• SOURCE MATERIAL:
Segment Open

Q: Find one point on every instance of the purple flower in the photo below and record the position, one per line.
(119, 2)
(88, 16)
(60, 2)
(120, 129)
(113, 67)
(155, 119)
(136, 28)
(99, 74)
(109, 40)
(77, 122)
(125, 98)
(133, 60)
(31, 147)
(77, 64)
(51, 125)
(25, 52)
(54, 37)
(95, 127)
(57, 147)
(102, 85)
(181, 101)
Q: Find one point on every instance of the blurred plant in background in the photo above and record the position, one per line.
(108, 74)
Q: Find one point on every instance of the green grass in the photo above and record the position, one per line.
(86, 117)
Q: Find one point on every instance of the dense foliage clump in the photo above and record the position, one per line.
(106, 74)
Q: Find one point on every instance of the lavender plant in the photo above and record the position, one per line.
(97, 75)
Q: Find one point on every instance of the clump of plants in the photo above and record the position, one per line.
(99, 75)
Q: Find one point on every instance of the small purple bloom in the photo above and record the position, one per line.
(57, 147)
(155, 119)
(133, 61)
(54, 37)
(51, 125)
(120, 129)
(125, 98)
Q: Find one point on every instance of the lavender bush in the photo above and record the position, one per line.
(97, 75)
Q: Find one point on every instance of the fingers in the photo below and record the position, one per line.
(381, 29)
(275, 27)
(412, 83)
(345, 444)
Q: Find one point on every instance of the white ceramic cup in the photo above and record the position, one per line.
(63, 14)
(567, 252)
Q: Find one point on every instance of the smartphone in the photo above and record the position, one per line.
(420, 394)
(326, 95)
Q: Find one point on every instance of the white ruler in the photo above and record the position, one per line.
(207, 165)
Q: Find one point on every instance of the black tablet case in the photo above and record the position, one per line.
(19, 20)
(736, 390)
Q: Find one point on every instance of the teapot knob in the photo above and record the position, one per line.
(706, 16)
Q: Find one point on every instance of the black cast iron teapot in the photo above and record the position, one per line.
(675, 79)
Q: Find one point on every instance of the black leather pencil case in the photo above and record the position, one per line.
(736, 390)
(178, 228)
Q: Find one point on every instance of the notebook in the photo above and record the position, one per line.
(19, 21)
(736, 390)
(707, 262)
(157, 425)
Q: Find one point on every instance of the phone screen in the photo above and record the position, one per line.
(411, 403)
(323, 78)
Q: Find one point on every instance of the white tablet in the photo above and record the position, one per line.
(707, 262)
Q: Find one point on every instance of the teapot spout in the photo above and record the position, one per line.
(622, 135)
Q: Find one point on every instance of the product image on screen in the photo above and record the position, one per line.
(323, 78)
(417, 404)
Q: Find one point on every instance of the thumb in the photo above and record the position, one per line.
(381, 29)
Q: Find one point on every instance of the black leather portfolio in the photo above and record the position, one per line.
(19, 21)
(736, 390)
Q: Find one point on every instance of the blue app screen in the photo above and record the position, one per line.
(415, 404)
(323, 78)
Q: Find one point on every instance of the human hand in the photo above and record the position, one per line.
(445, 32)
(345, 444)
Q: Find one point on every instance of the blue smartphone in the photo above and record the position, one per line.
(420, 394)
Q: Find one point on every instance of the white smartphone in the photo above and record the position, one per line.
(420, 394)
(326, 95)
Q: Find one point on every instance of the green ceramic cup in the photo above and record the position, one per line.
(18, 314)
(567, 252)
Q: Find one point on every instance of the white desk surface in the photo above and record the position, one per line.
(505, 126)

Segment Closed

• TASK DIRECTIONS:
Make an exact copy of every record listed above.

• PROBLEM SOLUTION:
Q: Find one point on every instance of the purple flower in the photo below and record the position, one per line.
(119, 2)
(88, 16)
(60, 2)
(120, 129)
(113, 67)
(155, 119)
(136, 28)
(99, 74)
(109, 40)
(77, 122)
(125, 98)
(133, 60)
(31, 147)
(77, 64)
(51, 125)
(25, 52)
(54, 37)
(95, 127)
(57, 147)
(102, 85)
(181, 101)
Q: Find one point on every instance of the blurred plant in background in the photo above and record the position, one per line.
(108, 74)
Q: Find one point on every instance of the green grass in the photo above and record the position, one per line.
(86, 117)
Q: Find one point on every instance of the dense foliage clump in the photo above and record the position, one per line.
(106, 74)
Q: Find one point on every instance of the lavender plant in the photo above and record the position, one per line.
(97, 75)
Q: Find one point on every instance of the clump of plants in the photo above and record the position, one per line.
(99, 75)
Q: Find one point on every instance of the small purple bloom in the photo above and record the position, one per line.
(57, 147)
(155, 119)
(133, 61)
(54, 37)
(51, 125)
(120, 129)
(125, 98)
Q: Find one point on every instance of the lavender bush in the photo above and record the position, one per line.
(97, 75)
Q: Find one point on every instance of the fingers in the photo below and record the position, one per line.
(381, 29)
(275, 27)
(412, 83)
(345, 444)
Q: Find one point on every instance of the white ceramic cup in the photo above and record the position, one per line.
(63, 14)
(567, 252)
Q: Find one point on every instance of the smartphone in the photo above and record the position, one per line.
(420, 394)
(326, 95)
Q: Find one point on every instance of the white ruler in the photo above and record the position, one per line.
(207, 165)
Q: Find one point on every instance of the black tablet case in the photo above and record the position, one per line.
(19, 20)
(736, 390)
Q: Find one point on every instance of the teapot knob in the photo above and record the position, one per line.
(706, 16)
Q: Find one point on every instance of the black cast iron teapot in the photo above and record the position, one per line.
(675, 79)
Q: Find one point on every instance of the black leather pencil case in the photo above and record the position, one per line.
(736, 390)
(178, 228)
Q: Find one point on every instance of the notebook in the photo above and record the position, one per line.
(19, 21)
(736, 390)
(707, 262)
(157, 425)
Q: Find one point on every instance of the phone screen in the photo above and record the position, one per line.
(411, 403)
(323, 78)
Q: Find one point on every instance of the white tablet in the photo above and record the position, one per line.
(707, 262)
Q: Find one point on every instance of the teapot spout in the photo above and record the position, one per line.
(622, 135)
Q: Find one point on every instance of the product image on screen in the photo above and record the position, one per line.
(323, 78)
(417, 404)
Q: Find one point on every instance of the thumb in the photo above and record the position, one per line.
(381, 29)
Q: Find one point on every instance of the black leather portfolio in the photo above and record the position, one per line.
(19, 21)
(736, 390)
Q: Find one point on every instance of the blue app screen in the photo above and record the position, one per line.
(415, 404)
(323, 78)
Q: Find one point on every instance of the human hand in the photo above and record the position, one per line.
(445, 32)
(345, 444)
Q: Find one point on every instance of the blue smartphone in the photo above and record the position, one per line.
(420, 394)
Q: Find one point on every instance of the white smartphone in the photo above and record the position, one per line.
(420, 394)
(326, 95)
Q: Find one point on every instance of the green ceramic cup in the photo above and record the position, one per line.
(18, 314)
(567, 252)
Q: Find one point on every instance of the white desk surface in the photo above and record the position, one per line.
(505, 126)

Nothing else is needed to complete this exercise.